▶ **Stated goal 1**
Rewrite the section of the 2019 year-in-review post starting at "I don’t put" and ending at "a theme here?)", changing every "Mary Oliver" to "M. Oliver".
▶ **Stated goal 2**
In the 2019 year-in-review post, who is listed as the author of The Renaissance Soul?
▶ **Stated goal 3**
Continue the 2019 year-in-review post from its final line.

▶ **Excerpted text**
2019 year in review

It’s just barely still January, so now’s a perfect time to finally wrap up with the 2019 posts!

Books I read

I don’t put these in any particular order, just write them down as I finish them.

New books I finished

  • Educated, Tara Westover
  • Fed Up, Gemma Hartley
  • Work Optional, Tanja Hester
  • Blue Horses, Mary Oliver
  • My Year of Rest and Relaxation, Ottessa Moshfegh
  • House of Light, Mary Oliver
  • Blue Iris, Mary Oliver
  • The Renaissance Soul, Margaret Lobenstine
  • Red Bird, Mary Oliver (are we sensing a theme here?)
  • The Art of Stillness, Pico Iyer
  • Crazy Rich Asians, Kevin Kwan
  • How to Stop Time, Matt Haig
  • All the Single Ladies, Rebecca Traister
  • Notes on a Nervous Planet, Matt Haig
  • All Over the Place, Geraldine DeRuiter
  • Time’s Convert, Deborah Harkness
  • All the Ugly and Wonderful Things, Bryn Greenwood
  • Deep Work, Cal Newport
  • China Rich Girlfriend, Kevin Kwan
  • Rich People Problems, Kevin Kwan
  • The Seven Husbands of Evelyn Hugo, Taylor Jenkins Reid (this was one I was thinking about for a while afterwards)

▶ **Material shown**
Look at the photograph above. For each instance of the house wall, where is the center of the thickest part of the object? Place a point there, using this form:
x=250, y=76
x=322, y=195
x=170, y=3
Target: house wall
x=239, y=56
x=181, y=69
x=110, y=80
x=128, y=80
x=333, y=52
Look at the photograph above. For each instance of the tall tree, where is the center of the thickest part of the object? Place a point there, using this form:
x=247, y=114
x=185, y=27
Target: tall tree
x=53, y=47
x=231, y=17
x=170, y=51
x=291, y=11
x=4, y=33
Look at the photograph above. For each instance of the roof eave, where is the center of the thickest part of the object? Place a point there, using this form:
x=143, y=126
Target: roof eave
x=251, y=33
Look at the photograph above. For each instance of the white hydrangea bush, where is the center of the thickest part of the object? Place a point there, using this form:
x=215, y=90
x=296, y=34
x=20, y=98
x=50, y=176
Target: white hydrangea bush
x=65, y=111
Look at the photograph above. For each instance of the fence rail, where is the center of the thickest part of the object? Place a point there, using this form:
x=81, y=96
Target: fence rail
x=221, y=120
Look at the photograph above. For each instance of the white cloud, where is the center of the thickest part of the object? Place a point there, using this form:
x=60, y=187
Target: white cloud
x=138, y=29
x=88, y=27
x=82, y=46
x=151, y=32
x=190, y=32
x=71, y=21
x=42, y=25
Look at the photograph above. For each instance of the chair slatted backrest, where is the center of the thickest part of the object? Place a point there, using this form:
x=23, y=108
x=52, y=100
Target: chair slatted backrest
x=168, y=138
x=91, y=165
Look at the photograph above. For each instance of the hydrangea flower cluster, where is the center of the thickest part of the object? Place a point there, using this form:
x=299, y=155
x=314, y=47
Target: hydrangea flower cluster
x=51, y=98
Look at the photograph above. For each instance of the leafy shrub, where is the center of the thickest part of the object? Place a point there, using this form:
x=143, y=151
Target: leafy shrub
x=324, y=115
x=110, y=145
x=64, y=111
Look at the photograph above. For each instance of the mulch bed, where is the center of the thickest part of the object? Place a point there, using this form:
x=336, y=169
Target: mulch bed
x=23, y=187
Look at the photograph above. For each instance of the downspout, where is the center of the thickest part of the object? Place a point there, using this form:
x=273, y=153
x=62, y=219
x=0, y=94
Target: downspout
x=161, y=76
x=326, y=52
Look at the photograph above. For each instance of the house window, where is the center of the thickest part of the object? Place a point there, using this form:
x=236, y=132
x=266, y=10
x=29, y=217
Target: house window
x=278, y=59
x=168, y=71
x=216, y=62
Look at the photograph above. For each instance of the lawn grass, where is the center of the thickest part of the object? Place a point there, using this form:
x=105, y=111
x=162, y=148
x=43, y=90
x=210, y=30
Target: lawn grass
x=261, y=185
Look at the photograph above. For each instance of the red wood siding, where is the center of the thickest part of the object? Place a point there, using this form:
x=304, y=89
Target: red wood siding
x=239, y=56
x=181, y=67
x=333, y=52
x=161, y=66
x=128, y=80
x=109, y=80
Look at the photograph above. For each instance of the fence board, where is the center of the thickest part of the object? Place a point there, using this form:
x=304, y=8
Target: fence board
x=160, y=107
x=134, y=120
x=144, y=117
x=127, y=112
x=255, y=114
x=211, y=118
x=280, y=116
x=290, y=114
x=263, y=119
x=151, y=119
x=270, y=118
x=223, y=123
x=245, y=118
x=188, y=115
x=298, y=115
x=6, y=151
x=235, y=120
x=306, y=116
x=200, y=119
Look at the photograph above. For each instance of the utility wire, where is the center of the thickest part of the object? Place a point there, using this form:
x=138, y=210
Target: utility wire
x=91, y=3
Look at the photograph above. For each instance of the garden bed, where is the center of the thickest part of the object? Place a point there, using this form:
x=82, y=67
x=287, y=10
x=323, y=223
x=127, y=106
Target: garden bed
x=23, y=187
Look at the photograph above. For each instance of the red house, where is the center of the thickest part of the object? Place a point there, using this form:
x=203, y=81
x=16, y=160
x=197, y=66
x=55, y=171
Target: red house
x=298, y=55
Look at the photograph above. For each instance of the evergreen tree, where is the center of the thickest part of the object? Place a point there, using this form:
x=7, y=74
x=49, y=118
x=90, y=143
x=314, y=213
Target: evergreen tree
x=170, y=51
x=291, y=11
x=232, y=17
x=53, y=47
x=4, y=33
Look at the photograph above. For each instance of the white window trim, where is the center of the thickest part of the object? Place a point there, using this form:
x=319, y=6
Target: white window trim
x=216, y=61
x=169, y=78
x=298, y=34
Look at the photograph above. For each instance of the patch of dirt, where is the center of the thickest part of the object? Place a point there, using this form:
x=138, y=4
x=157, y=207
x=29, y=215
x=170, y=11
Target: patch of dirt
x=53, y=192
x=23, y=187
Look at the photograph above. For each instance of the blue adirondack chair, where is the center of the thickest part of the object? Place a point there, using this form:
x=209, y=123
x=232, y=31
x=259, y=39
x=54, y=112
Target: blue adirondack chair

▶ **Written answer 1**
I don’t put these in any particular order, just write them down as I finish them.

New books I finished

  • Educated, Tara Westover
  • Fed Up, Gemma Hartley
  • Work Optional, Tanja Hester
  • Blue Horses, M. Oliver
  • My Year of Rest and Relaxation, Ottessa Moshfegh
  • House of Light, M. Oliver
  • Blue Iris, M. Oliver
  • The Renaissance Soul, Margaret Lobenstine
  • Red Bird, M. Oliver (are we sensing a theme here?)

▶ **Written answer 2**
Margaret Lobenstine

▶ **Written answer 3**
  • Why I Wake Early, Mary Oliver
  • How to Be Everything, Emilie Wapnick
  • The Defining Decade, Meg Jay
  • Playing with FIRE, Scott Rieckens (honestly I enjoyed the book much more than the documentary. There was room for nuance in the book rather than “to get to FIRE, you need to have one of you quit your job (??) and also go move in with your parents and also make some choices you’re deeply unhappy about”!)
  • The Library Book, Susan Orleans
  • Long Life, Mary Oliver
  • The Financial Diet, Chelsea Fagan
  • Atomic Habits, James Clear
  • Devotions, Mary Oliver
  • The Other’s Gold, Elizabeth Ames
  • What If This Were Enough, Heather Havrilesky
  • Digital Minimalism, Cal Newport
  • A Conspiracy of Truths, Alexandra Rowland (I honestly was not a fan of this one, which felt like a slog to get through)
  • Girl, Wash Your Face, Rachel Hollis
  • Goldenhand, Garth Nix
  • City of Girls, Elizabeth Gilbert
  • Across the Wall, Garth Nix
  • Strange Planet, Nathan Pyle
  • Good and Mad, Rebecca Traister
  • New and Selected Poems, Mary Oliver

Books I reread

  • Bloodhound, Tamora Pierce
  • Mastiff, Tamora Pierce
  • Spindle’s End, Robin McKinley
  • The Blue Sword, Robin McKinley
  • Sabriel, Garth Nix
  • Lirael, Garth Nix
  • Abhorsen, Garth Nix
  • Clariel, Garth Nix

49 books instead of 52—just shy of my goal for the year. Honestly I’m going to blame moving for that since that was a good 6+ weeks where I really didn’t have the time or headspace for reading. It’s also slightly frustrating that I had multiple books unfinished at the end of the year, but oh well, I guess they’re just padding my 2020 numbers!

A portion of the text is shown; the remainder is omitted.